• Objective: Rewrite the lines from the one containing "Mark the innermost point of each instance of the beige" to the one containing "x=536, y=104", swapping "ceiling vent" for "air return grille" and leaving everything else unchanged.

• Exercise inputs:
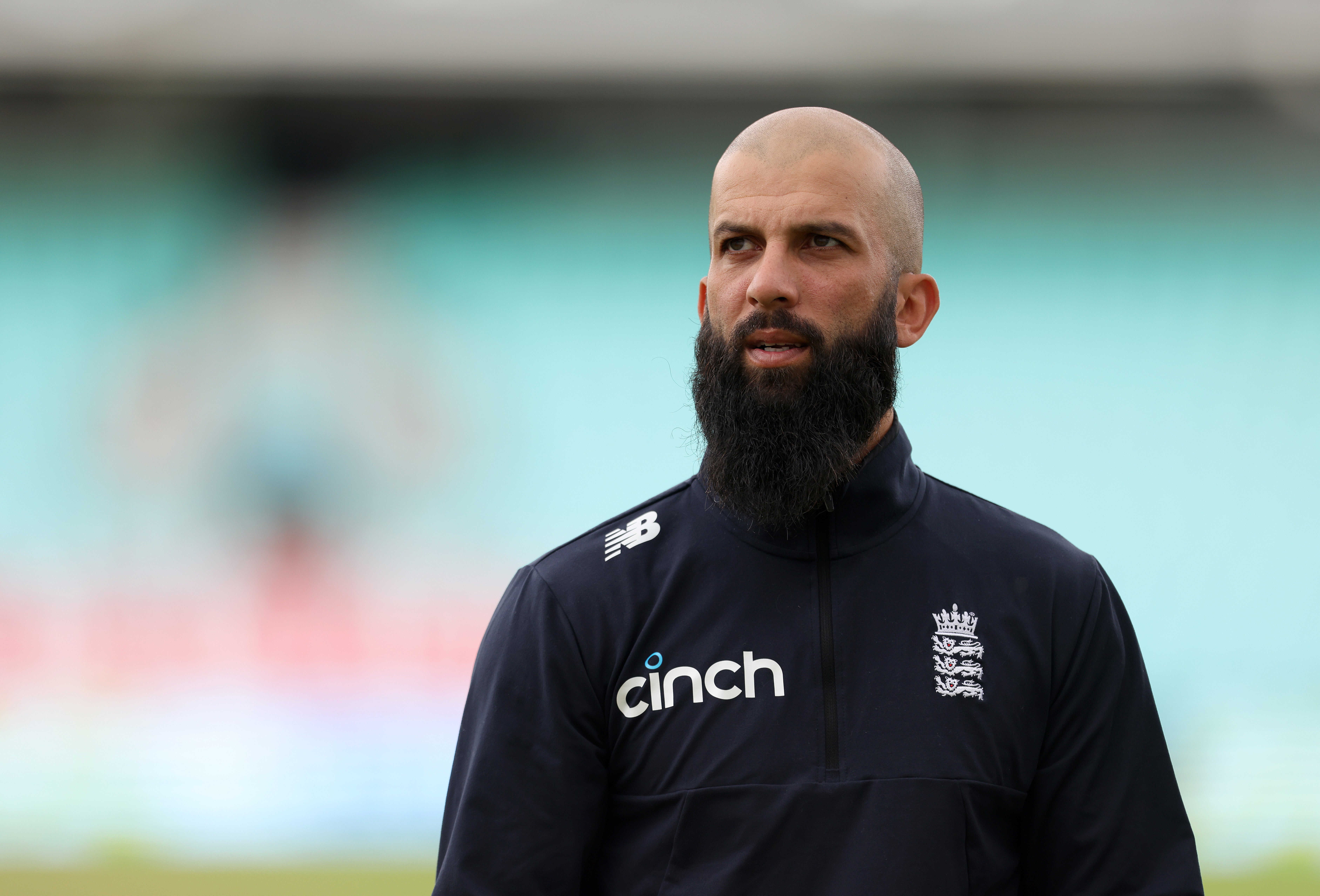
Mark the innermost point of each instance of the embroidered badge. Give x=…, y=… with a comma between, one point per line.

--

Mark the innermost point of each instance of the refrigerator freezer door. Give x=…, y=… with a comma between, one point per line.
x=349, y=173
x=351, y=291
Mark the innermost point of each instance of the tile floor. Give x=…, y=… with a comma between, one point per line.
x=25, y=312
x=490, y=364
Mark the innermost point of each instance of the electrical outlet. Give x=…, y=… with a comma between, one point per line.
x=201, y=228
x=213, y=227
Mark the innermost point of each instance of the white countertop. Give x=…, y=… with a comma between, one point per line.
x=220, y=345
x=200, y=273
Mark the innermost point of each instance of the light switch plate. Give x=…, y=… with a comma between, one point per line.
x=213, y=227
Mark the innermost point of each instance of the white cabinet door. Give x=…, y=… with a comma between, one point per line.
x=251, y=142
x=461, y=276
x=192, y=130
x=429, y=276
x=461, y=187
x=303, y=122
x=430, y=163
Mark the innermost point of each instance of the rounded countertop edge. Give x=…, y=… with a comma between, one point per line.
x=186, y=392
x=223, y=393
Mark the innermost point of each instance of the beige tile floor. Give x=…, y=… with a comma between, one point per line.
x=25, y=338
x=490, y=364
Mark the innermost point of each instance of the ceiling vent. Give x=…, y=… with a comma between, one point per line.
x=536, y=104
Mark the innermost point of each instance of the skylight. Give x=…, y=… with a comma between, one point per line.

• The response:
Mark the innermost point of each instance of the beige tile floor. Give x=…, y=… with a comma between, one point per line.
x=25, y=338
x=490, y=364
Mark the innermost point of each instance of the air return grille. Give x=…, y=… with a comma between, one point per line.
x=536, y=104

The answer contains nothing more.